• [EXERCICE]:
Selon le texte sur le centenaire du stade de Lescure, quelles équipes ont disputé le match de rugby du jour de l'inauguration ?

• [TEXTE]:
————

Lescure de jouvence
Fêter un centenaire, pour un édifice, c’est moins impressionnant que pour un individu. Néanmoins, lorsque cette célébration se termine en point d’orgue par un formidable match de gala qui a enthousiasmé presque 30 000 personnes, cela devient le genre d’anniversaire dont une ville se souvient.
Parc des Sports dès l’origine, ayant vécu un changement d’état civil (Lescure -> Chaban Delmas), le stade bordelais, inauguré le 30 mars 1924, a, dans sa mémoire de vieillard, de très belles grandes messes sportives. Il y a eu, le jour de l’inauguration, un match de rugby opposant le CA Bègles vs. Stade Bordelais, à une époque où ces clubs n’avaient pas encore fusionné. En 1931, le Tour de France y fait étape. La Coupe du Monde de 1938 est accueillie lors du match Brésil vs. Tchécoslovaquie. Cinquante ans plus tard, rebelote avec six matchs sur la pelouse de Lescure dont un superbe Argentine vs. Croatie. Puis, à partir de 2015, le scapulaire quitte les vestiaires au profit du Matmut Atlantique, laissant place à un ballon de forme ovale, mené par l’UBB qui, avec ses excellents résultats, redonne vie à ce stade alors que, par ailleurs, les Girondins tombent de Charybde en Scylla jusqu’à la lie de la L2.

————

• [DONNÉES FOURNIES]:

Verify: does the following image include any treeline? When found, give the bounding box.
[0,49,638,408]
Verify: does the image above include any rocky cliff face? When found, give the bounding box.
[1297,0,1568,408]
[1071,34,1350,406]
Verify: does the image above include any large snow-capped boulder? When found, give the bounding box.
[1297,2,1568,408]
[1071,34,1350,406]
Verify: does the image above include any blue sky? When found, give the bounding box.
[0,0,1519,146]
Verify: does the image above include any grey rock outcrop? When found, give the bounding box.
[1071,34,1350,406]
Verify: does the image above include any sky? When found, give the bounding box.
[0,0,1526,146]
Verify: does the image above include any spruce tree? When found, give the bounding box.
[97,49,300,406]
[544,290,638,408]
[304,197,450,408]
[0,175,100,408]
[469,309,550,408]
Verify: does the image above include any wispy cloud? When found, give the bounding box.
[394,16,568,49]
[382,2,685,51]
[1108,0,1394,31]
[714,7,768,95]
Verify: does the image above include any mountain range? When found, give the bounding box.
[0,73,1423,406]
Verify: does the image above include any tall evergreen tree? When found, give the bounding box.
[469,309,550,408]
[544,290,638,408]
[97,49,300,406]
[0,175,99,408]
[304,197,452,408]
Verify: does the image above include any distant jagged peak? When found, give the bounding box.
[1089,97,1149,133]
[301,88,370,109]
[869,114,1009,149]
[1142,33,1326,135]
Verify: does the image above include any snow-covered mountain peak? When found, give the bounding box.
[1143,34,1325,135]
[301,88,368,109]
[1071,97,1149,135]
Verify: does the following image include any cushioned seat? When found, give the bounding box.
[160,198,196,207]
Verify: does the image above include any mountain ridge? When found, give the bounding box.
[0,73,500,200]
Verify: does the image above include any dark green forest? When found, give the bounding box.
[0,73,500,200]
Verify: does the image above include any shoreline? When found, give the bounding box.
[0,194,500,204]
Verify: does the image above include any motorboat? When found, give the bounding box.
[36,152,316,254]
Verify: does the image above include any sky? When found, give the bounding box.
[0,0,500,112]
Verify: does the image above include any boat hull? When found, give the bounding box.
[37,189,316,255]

————

• [CORRIGÉ]:
Le CA Bègles et le Stade Bordelais.